**EXERCISE DESCRIPTION**
Rewrite the data below, changing every occurrence of "Target" to "Label" and keeping everything else unchanged.
___ EXTRACTED MATERIAL ___
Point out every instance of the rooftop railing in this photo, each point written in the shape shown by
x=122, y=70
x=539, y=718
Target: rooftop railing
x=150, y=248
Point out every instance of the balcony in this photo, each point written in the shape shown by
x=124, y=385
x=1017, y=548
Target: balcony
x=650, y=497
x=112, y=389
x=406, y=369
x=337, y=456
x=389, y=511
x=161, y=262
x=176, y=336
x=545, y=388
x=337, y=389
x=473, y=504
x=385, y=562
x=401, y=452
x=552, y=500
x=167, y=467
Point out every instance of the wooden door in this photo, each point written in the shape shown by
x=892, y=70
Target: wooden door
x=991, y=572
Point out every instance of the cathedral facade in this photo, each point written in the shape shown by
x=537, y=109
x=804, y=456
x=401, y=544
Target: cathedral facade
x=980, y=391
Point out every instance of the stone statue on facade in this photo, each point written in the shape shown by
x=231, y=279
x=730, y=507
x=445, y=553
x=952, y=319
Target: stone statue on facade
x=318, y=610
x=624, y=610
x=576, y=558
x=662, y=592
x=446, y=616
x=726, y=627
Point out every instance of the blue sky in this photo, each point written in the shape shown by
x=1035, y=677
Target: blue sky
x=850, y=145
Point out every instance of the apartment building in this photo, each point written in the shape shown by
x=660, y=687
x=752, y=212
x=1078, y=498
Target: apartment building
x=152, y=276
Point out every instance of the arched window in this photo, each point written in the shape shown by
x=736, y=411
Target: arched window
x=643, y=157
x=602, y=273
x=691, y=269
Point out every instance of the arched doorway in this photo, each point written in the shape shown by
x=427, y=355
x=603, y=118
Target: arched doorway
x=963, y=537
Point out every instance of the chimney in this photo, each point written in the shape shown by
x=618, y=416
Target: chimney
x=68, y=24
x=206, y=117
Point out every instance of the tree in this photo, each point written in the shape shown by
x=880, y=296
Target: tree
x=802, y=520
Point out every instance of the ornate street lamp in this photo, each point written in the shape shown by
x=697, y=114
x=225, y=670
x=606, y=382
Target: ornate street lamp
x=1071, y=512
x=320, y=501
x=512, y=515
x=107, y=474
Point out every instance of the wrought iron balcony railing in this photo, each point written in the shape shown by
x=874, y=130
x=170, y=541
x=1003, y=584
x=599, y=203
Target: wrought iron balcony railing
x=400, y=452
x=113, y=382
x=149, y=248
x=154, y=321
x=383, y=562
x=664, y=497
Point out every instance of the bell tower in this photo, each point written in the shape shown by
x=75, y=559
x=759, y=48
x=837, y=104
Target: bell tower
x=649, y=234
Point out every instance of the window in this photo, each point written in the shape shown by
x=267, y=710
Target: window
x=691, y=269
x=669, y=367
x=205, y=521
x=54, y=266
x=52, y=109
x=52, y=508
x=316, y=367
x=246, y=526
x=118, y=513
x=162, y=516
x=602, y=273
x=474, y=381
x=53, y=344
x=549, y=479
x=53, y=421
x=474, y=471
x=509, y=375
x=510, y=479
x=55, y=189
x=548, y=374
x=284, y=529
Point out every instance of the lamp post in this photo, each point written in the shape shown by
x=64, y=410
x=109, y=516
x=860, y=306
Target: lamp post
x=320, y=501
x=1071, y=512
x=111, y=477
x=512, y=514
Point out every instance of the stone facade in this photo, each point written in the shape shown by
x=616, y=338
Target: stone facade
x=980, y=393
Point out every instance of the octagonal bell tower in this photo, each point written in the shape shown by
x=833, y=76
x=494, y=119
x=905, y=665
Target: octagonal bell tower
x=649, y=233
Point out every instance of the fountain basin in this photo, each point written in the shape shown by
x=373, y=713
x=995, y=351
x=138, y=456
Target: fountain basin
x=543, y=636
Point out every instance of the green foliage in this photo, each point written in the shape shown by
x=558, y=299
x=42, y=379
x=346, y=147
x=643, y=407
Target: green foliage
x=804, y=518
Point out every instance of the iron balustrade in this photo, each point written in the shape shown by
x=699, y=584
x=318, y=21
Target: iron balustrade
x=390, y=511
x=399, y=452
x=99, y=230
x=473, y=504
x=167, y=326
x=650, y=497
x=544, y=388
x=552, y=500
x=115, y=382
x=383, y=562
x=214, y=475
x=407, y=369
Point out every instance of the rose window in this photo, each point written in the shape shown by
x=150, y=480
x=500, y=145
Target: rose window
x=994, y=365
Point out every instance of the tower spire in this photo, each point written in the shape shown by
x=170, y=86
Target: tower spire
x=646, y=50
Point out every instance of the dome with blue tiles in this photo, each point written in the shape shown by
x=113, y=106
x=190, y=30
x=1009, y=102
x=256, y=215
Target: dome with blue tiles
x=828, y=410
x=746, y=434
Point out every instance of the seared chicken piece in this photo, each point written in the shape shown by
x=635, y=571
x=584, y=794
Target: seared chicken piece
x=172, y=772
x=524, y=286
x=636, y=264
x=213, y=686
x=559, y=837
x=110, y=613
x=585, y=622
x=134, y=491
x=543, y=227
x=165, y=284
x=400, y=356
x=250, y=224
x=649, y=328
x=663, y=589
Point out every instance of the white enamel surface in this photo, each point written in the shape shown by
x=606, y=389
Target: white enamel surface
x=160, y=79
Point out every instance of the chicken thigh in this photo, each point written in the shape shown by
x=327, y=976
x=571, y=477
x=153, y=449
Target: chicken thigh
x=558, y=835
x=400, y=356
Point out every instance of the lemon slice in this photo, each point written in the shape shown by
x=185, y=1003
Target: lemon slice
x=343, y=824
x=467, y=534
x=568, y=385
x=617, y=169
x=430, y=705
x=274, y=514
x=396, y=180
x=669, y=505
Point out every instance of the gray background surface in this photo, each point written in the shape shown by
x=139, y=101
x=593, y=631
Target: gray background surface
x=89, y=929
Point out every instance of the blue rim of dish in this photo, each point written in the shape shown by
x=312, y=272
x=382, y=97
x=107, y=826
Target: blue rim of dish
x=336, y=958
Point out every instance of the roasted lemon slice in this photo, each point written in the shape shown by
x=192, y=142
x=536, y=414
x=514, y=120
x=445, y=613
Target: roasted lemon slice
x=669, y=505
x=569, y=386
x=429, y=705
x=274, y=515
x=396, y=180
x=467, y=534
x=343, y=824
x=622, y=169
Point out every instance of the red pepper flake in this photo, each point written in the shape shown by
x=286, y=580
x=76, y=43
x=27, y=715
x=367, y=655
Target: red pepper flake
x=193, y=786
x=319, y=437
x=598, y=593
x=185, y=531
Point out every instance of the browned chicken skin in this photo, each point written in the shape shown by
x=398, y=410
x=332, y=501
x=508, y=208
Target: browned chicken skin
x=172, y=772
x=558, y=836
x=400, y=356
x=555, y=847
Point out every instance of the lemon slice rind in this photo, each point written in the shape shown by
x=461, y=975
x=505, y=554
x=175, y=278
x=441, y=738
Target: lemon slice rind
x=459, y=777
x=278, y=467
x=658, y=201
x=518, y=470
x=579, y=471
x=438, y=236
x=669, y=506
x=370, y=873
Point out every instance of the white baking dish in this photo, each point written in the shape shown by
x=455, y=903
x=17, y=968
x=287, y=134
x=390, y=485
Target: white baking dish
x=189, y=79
___
**REPLY TO THE TASK**
Point out every instance of the rooftop railing in this photo, each point written in the shape shown by
x=122, y=70
x=539, y=718
Label: rooftop railing
x=150, y=248
Point out every instance of the balcony in this photo, each point written in the shape shown by
x=124, y=385
x=1017, y=548
Label: balcony
x=650, y=497
x=112, y=389
x=406, y=369
x=337, y=456
x=389, y=511
x=161, y=262
x=176, y=336
x=545, y=388
x=337, y=389
x=473, y=504
x=385, y=562
x=401, y=452
x=552, y=500
x=167, y=467
Point out every instance of the wooden door in this photo, each point written in the shape shown by
x=892, y=70
Label: wooden door
x=991, y=572
Point out every instance of the cathedral facade in this photo, each point written in the shape shown by
x=537, y=109
x=804, y=456
x=401, y=544
Label: cathedral facade
x=980, y=391
Point out every instance of the stone statue on facade in this photo, each point written in the shape shown by
x=231, y=279
x=730, y=507
x=445, y=553
x=952, y=319
Label: stone statue on facade
x=318, y=610
x=624, y=610
x=576, y=558
x=662, y=592
x=446, y=616
x=726, y=627
Point out every instance of the blue sky in this photo, each point written in the shape shown by
x=1035, y=677
Label: blue sky
x=850, y=145
Point out every instance of the apartment building in this photo, each point written in the shape shown by
x=660, y=687
x=752, y=212
x=1078, y=498
Label: apartment building
x=152, y=276
Point out every instance of the arched window in this photo, each point written in the shape shown by
x=736, y=411
Label: arched window
x=643, y=157
x=602, y=273
x=691, y=269
Point out every instance of the arched doorway in this photo, each point written in the shape shown by
x=427, y=355
x=603, y=118
Label: arched doorway
x=963, y=537
Point out every instance of the chimney in this photo, each point written in the shape shown by
x=618, y=416
Label: chimney
x=68, y=24
x=206, y=117
Point out every instance of the tree in this photo, each point written in the shape shown by
x=880, y=296
Label: tree
x=802, y=520
Point out every instance of the ornate street lamp in this photo, each point written in the shape shown by
x=697, y=114
x=225, y=670
x=606, y=382
Label: ornate street lamp
x=1071, y=512
x=320, y=501
x=512, y=515
x=107, y=474
Point out every instance of the wrought iron balcony railing in this photo, each point written in the shape shown by
x=874, y=130
x=170, y=541
x=1003, y=584
x=599, y=203
Label: wrought iron balcony railing
x=400, y=452
x=113, y=382
x=149, y=248
x=154, y=321
x=383, y=562
x=664, y=497
Point out every instance of the bell tower in this photo, each point written in the shape shown by
x=75, y=559
x=759, y=48
x=837, y=104
Label: bell tower
x=649, y=234
Point out every instance of the window in this photo, each point written in the shape shown by
x=267, y=710
Label: window
x=691, y=269
x=669, y=367
x=205, y=521
x=54, y=266
x=52, y=109
x=52, y=508
x=316, y=367
x=246, y=526
x=118, y=513
x=162, y=516
x=602, y=273
x=474, y=381
x=53, y=344
x=549, y=479
x=53, y=421
x=474, y=471
x=509, y=375
x=510, y=479
x=55, y=189
x=548, y=374
x=284, y=529
Point out every instance of the lamp post in this photo, each point written in the shape shown by
x=64, y=410
x=109, y=516
x=860, y=306
Label: lamp post
x=320, y=501
x=1071, y=512
x=111, y=477
x=512, y=514
Point out every instance of the stone facade in this photo, each point written in the shape shown by
x=616, y=338
Label: stone facade
x=980, y=393
Point out every instance of the octagonal bell tower in this photo, each point written in the shape shown by
x=833, y=76
x=494, y=119
x=905, y=665
Label: octagonal bell tower
x=649, y=233
Point out every instance of the fountain basin in this photo, each point written in the shape shown by
x=373, y=713
x=995, y=351
x=138, y=456
Label: fountain basin
x=543, y=636
Point out every instance of the green foliage in this photo, each point written in the shape shown by
x=558, y=299
x=42, y=379
x=346, y=147
x=643, y=407
Label: green foliage
x=804, y=518
Point out every instance of the iron balustrade in this photo, each point written in the shape shown by
x=699, y=584
x=318, y=21
Label: iron balustrade
x=390, y=511
x=399, y=452
x=99, y=230
x=473, y=504
x=167, y=326
x=650, y=497
x=544, y=388
x=552, y=500
x=115, y=382
x=383, y=562
x=214, y=475
x=407, y=369
Point out every instance of the rose window in this photo, each point written in the shape shown by
x=150, y=480
x=500, y=145
Label: rose window
x=994, y=365
Point out every instance of the tower spire in this photo, each point written in the shape shown by
x=170, y=86
Label: tower spire
x=646, y=50
Point out every instance of the dome with blue tiles in this photo, each point written in the shape shown by
x=113, y=106
x=190, y=30
x=1009, y=102
x=256, y=215
Label: dome with blue tiles
x=828, y=410
x=746, y=434
Point out every instance of the seared chicken piece in this photo, each point written in the shape shown by
x=635, y=571
x=584, y=794
Label: seared chicken piece
x=172, y=772
x=524, y=286
x=636, y=264
x=213, y=686
x=559, y=837
x=110, y=613
x=585, y=622
x=134, y=491
x=543, y=227
x=165, y=284
x=400, y=356
x=250, y=224
x=649, y=328
x=663, y=589
Point out every instance of the white enamel surface in this photo, each point written in the shape shown by
x=606, y=389
Label: white enamel surface
x=160, y=79
Point out every instance of the chicken thigh in this photo, each point written in the shape shown by
x=327, y=976
x=571, y=477
x=153, y=449
Label: chicken thigh
x=558, y=835
x=400, y=356
Point out every instance of the lemon slice in this photo, each point written in the shape shown by
x=185, y=1003
Label: lemon slice
x=343, y=824
x=467, y=534
x=568, y=385
x=617, y=169
x=430, y=705
x=274, y=514
x=396, y=180
x=669, y=505
Point out every instance of the gray background surface in this photo, each point written in the shape shown by
x=139, y=101
x=593, y=631
Label: gray background surface
x=89, y=929
Point out every instance of the blue rim of dish in this photo, each point written in the shape shown by
x=312, y=272
x=382, y=97
x=107, y=826
Label: blue rim of dish
x=336, y=958
Point out every instance of the roasted lemon slice in this photo, each point written in the shape shown by
x=192, y=142
x=536, y=414
x=514, y=120
x=445, y=613
Label: roasted lemon slice
x=669, y=505
x=569, y=386
x=429, y=705
x=274, y=515
x=396, y=180
x=467, y=534
x=343, y=824
x=622, y=169
Point out every instance of the red pepper flake in this photo, each point written in the shape shown by
x=286, y=580
x=76, y=43
x=27, y=715
x=367, y=655
Label: red pepper flake
x=193, y=786
x=319, y=437
x=598, y=593
x=185, y=531
Point out every instance of the browned chicken skin in this photo, each point written in the shape shown by
x=398, y=410
x=332, y=501
x=508, y=208
Label: browned chicken skin
x=172, y=772
x=558, y=836
x=400, y=356
x=555, y=847
Point out every instance of the lemon slice rind in this photo, each point written in the shape shown by
x=461, y=975
x=505, y=554
x=175, y=278
x=441, y=738
Label: lemon slice rind
x=459, y=777
x=278, y=467
x=658, y=201
x=518, y=470
x=579, y=471
x=438, y=236
x=669, y=506
x=370, y=873
Point out every instance of the white baking dish in this photo, each point written in the shape shown by
x=455, y=903
x=17, y=968
x=287, y=134
x=390, y=485
Label: white baking dish
x=189, y=79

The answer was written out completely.